──────── Text excerpt ────────
Stephen Hemminger Aug. 2, 2024, 2:42 a.m. UTC | #4
On Fri, 2 Aug 2024 10:23:12 +0800
"lihuisong (C)" <lihuisong@huawei.com> wrote:

> >   void
> > -virtio_update_packet_stats(struct virtnet_stats *stats, struct rte_mbuf *mbuf)
> > +virtio_update_packet_stats(struct virtnet_stats *const stats,
> > +		const struct rte_mbuf *const mbuf)  
> The two const is also for performace?  Is there gain?

If you look at resulting code (ie godbolt.org) the resulting code never
changes when const is added.  The compiler already
knows what is modified. Const is only a programmer and correctness thing.
  
Huisong Li Aug. 2, 2024, 3:17 a.m. UTC | #5
在 2024/8/2 10:42, Stephen Hemminger 写道:
> On Fri, 2 Aug 2024 10:23:12 +0800
> "lihuisong (C)" <lihuisong@huawei.com> wrote:
>
>>>    void
>>> -virtio_update_packet_stats(struct virtnet_stats *stats, struct rte_mbuf *mbuf)
──────── Data excerpts ────────
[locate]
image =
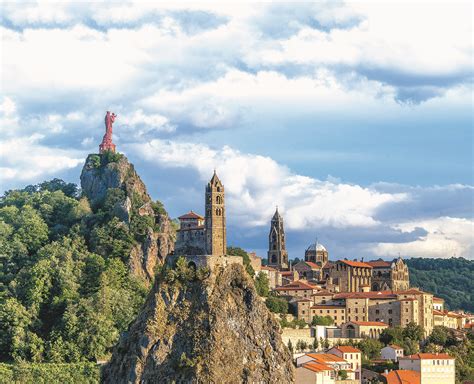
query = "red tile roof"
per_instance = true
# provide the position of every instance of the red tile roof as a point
────────
▸ Instruction 1: In the thread on const qualifiers, according to Stephen Hemminger, what is const only for?
▸ Instruction 2: Continue the thread on const qualifiers from its last line.
Nothing in the data is needed here.

▸ Written reply 1: Const is only a programmer and correctness thing.

▸ Written reply 2:
>>> +virtio_update_packet_stats(struct virtnet_stats *const stats,
>>> +		const struct rte_mbuf *const mbuf)
>> The two const is also for performace?  Is there gain?
> If you look at resulting code (ie godbolt.org) the resulting code never
> changes when const is added.  The compiler already
> knows what is modified. Const is only a programmer and correctness thing.
I know this. Thanks for your clarifying and recommending the site that 
is good to use.😁
This patch is just for optimizing stats counters performance.
And the new added const has nothing to do with this optimization.
But it's ok for me.
> .
  
Morten Brørup Aug. 2, 2024, 11:27 a.m. UTC | #6
> From: lihuisong (C) [mailto:lihuisong@huawei.com]
> Sent: Friday, 2 August 2024 04.23
> 
> 在 2024/8/2 0:03, Morten Brørup 写道:
> >   void
> > -virtio_update_packet_stats(struct virtnet_stats *stats, struct
> rte_mbuf *mbuf)
> > +virtio_update_packet_stats(struct virtnet_stats *const stats,
> > +		const struct rte_mbuf *const mbuf)
> The two const is also for performace?  Is there gain?

The "const struct rte_mbuf * mbuf" informs the optimizer that the function does not modify the mbuf.  This is for the benefit of callers of the function; they can rely on the mbuf being unchanged when the function returns.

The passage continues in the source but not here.